This guide will take you through the basic ways of using Transrate. It's worth reading through once even if you're familiar with running command-line tools, as it provides guidance about proper selection of input data.
If you haven't already, follow the installation instructions on the home page.
If you don't have your own data, you can use our small example dataset to try out the contig and read-based metrics:
Unpack the data before using it:
$ tar xf example_data.tar.gz
You can examine your contigs without using the reads or a reference. All you need is the assembly in FASTA format.
For example if you have the assembly in the file transcripts.fa:
$ transrate --assembly transcripts.fa
This analysis should run relatively fast (a few seconds to a few minutes depending on the size of your assembly and the speed of your computer).
To understand what these metrics mean, read the contig metrics documentation.
You can evaluate an assembly using RNAseq reads. You need your assembly in FASTA format and paired reads in separate FASTQ files for the left and right reads.
For example if you have the assembly in the file transcripts.fa and the reads in left.fq and right.fq:
$ transrate --assembly transcripts.fa \
--left left.fq \
--right right.fq
Transrate uses SNAP to align the reads and Salmon to assign multi-mapping reads probabilistically. Although both SNAP and Salmon are extremely fast compared to other tools, this can still take a long time if you have a lot of reads. If you have multiple processors or cores, you can use them to speed up the analysis by specifying the --threads option. For example if you have 32 cores:
$ transrate --assembly transcripts.fa \
--left left.fq \
--right right.fq \
--threads 32
Learn about what the results mean by reading the read mapping metrics documentation.
It is important that you choose the right set of reads to use for analysis. Different sets of reads correspond to asking different question of the analysis.
If you did any of the following you should think about which stage you want to use reads from:
If you use the raw reads before any treatment you are likely to get an unclear answer, because low quality reads/bases and sequencing errors can be confused with poor assembly. We therefore do not recommend using raw reads.
If you performed quality and/or adapter trimming and filtering and/or error correction you should use the final output from this entire process. For example if you ran Trimmomatic and then BayesHAMMER, use the output from BayesHAMMER as the input to Transrate. This is because these procedures are trying to reconstruct the true sequences of the reads, and should (theoretically) be producing a more accurate set of experimental evidence for the content of the transcriptome.
################
# TASK 1
List every command-line option that appears in the Transrate guide above.
# TASK 2
Carry on writing the Transrate guide above, starting after its final sentence.

# PROVIDED INFORMATION
################
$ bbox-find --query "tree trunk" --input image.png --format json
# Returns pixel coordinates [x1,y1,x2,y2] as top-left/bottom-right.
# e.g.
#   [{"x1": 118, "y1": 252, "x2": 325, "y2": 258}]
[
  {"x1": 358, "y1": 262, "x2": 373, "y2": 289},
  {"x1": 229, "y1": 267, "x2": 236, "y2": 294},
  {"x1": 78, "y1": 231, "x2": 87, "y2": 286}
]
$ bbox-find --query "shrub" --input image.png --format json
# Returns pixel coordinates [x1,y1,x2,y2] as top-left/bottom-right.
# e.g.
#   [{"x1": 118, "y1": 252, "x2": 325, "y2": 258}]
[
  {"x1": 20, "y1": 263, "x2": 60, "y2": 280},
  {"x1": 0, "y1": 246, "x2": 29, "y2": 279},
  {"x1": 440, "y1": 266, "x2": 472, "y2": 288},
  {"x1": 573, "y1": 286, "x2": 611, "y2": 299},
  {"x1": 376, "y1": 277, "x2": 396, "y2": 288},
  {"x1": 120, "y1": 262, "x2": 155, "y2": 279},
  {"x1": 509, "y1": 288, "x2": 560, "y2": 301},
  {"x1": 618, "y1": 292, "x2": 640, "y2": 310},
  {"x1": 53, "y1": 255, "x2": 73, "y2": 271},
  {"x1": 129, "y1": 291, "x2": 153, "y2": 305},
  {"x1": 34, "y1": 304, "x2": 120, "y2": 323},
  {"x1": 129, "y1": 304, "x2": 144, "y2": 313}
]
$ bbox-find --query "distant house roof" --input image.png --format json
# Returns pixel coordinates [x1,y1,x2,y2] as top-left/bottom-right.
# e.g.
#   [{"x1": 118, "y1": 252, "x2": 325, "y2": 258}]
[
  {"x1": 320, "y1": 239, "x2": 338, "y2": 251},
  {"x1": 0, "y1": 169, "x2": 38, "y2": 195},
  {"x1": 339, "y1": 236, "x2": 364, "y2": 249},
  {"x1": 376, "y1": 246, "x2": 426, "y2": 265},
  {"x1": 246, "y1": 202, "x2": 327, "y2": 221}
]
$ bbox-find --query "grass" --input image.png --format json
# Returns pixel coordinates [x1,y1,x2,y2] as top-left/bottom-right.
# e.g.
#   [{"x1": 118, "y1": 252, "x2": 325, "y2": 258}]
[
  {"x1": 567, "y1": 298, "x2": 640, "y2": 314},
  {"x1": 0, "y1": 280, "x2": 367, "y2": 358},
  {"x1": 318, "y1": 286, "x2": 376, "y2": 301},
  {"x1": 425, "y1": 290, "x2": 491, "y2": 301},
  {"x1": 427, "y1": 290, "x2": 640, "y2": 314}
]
################
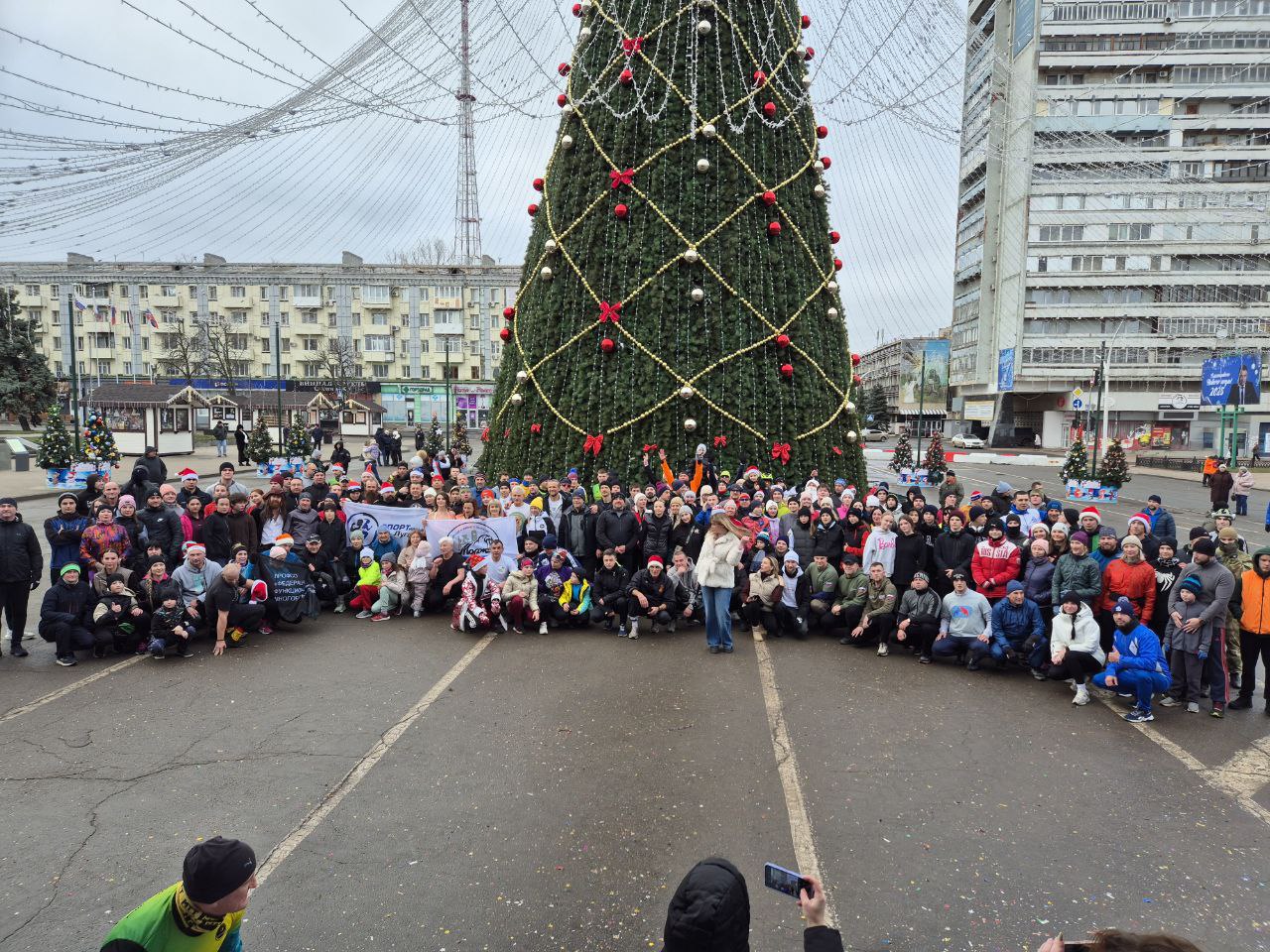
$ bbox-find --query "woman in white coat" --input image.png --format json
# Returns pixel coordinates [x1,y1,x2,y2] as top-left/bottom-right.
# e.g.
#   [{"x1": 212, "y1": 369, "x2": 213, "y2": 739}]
################
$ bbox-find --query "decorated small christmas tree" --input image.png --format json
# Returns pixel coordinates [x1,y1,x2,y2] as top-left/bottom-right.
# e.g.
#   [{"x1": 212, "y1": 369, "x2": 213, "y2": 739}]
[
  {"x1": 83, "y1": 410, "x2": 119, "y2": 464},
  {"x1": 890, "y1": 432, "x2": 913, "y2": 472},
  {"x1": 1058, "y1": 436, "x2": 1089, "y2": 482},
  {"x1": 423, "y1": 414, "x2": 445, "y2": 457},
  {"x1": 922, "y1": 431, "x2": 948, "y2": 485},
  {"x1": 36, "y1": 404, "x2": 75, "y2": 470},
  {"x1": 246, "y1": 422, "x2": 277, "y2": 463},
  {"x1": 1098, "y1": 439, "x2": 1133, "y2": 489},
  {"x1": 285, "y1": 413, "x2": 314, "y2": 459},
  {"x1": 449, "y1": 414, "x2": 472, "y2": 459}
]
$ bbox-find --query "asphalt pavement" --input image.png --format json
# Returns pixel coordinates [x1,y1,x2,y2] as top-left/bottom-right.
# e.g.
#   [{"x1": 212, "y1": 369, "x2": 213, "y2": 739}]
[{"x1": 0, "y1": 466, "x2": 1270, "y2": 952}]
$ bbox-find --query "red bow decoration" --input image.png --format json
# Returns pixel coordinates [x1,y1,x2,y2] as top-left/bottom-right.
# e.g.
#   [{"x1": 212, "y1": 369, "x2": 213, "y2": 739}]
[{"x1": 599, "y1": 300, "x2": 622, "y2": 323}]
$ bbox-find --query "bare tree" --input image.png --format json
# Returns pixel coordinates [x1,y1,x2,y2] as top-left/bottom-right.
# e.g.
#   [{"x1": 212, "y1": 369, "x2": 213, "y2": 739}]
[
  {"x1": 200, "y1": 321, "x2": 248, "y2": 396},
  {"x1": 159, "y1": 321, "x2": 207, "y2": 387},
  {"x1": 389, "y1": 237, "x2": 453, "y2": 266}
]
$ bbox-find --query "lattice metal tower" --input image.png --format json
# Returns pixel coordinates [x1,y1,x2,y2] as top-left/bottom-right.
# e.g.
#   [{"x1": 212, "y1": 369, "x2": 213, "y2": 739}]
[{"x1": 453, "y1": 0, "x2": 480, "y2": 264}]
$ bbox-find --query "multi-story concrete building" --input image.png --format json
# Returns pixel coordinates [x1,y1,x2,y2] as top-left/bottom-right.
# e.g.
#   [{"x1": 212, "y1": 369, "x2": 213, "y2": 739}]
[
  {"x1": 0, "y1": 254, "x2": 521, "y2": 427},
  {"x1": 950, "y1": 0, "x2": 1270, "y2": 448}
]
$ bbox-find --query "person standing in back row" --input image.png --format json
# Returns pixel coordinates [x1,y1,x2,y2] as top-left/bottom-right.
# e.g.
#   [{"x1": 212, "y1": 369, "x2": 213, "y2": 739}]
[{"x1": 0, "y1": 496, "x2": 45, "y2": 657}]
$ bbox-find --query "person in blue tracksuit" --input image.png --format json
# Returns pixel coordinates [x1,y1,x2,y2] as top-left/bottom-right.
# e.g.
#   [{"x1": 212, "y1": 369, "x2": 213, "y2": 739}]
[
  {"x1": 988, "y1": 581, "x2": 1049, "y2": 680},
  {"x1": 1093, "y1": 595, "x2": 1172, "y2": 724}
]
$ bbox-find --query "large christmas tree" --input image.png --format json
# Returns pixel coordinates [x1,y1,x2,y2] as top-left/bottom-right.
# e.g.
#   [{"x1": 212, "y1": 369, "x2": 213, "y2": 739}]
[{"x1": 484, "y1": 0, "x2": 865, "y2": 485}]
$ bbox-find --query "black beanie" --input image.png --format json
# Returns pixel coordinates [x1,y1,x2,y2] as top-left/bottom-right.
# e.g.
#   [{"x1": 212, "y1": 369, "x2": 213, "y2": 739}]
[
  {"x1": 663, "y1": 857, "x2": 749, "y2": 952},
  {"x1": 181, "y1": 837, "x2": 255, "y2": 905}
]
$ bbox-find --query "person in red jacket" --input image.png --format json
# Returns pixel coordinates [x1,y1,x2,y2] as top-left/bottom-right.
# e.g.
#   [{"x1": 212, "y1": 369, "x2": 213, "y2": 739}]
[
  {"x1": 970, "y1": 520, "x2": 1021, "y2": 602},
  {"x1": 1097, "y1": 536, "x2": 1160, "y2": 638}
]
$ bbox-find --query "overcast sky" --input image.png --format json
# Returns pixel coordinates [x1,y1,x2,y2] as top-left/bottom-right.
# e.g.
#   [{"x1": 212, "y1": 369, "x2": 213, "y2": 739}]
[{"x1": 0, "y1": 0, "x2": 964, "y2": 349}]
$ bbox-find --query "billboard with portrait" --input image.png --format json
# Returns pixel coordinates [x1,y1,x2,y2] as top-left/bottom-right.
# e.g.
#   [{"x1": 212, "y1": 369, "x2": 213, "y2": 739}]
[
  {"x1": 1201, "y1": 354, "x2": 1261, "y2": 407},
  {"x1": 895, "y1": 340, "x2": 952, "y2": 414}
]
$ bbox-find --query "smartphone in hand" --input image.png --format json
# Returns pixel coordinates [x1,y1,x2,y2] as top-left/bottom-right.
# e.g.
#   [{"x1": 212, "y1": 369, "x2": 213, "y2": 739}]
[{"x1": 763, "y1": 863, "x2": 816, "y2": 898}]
################
# TASK ANSWER 1
--assembly, --left, --right, --threads

# TASK ANSWER 2
If you performed coverage normalisation at the end of any read processing pipeline, it is up to you whether to use the normalised reads or the processed reads prior to normalisation. We recommend using normalised reads because it makes the analysis much faster and in our experience the results are extremely similar except for the time taken. Bear in mind that coverage will be capped if you use normalised reads, so the mean coverage statistic will be lower. All other statistics should be unaffected.
You can compare your assembly to a reference set of proteins or transcripts from a related species. You need your assembly and the reference sequences in FASTA format.
For example if you have the assembly in the file transcripts.fa and the reference in the file reference.fa:
$ transrate --assembly transcripts.fa \
--reference reference.fa
This analysis can take a long while to run because of the BLAST alignments. As with read analysis, you might want to use multiple threads:
$ transrate --assembly transcripts.fa \
--reference reference.fa \
--threads 32
Learn about what the results mean by reading the comparative metrics documentation.
Which species you choose can strongly affect the results, and how you prepare the reference can make a big difference.
The ideal reference is one from a very closely related species that has a well annotated genome. If a well annotated genome is not available from a closely related species, then a set of proteins from a distantly related but well annotated genome is often preferable to a closely related but poorly annotated one.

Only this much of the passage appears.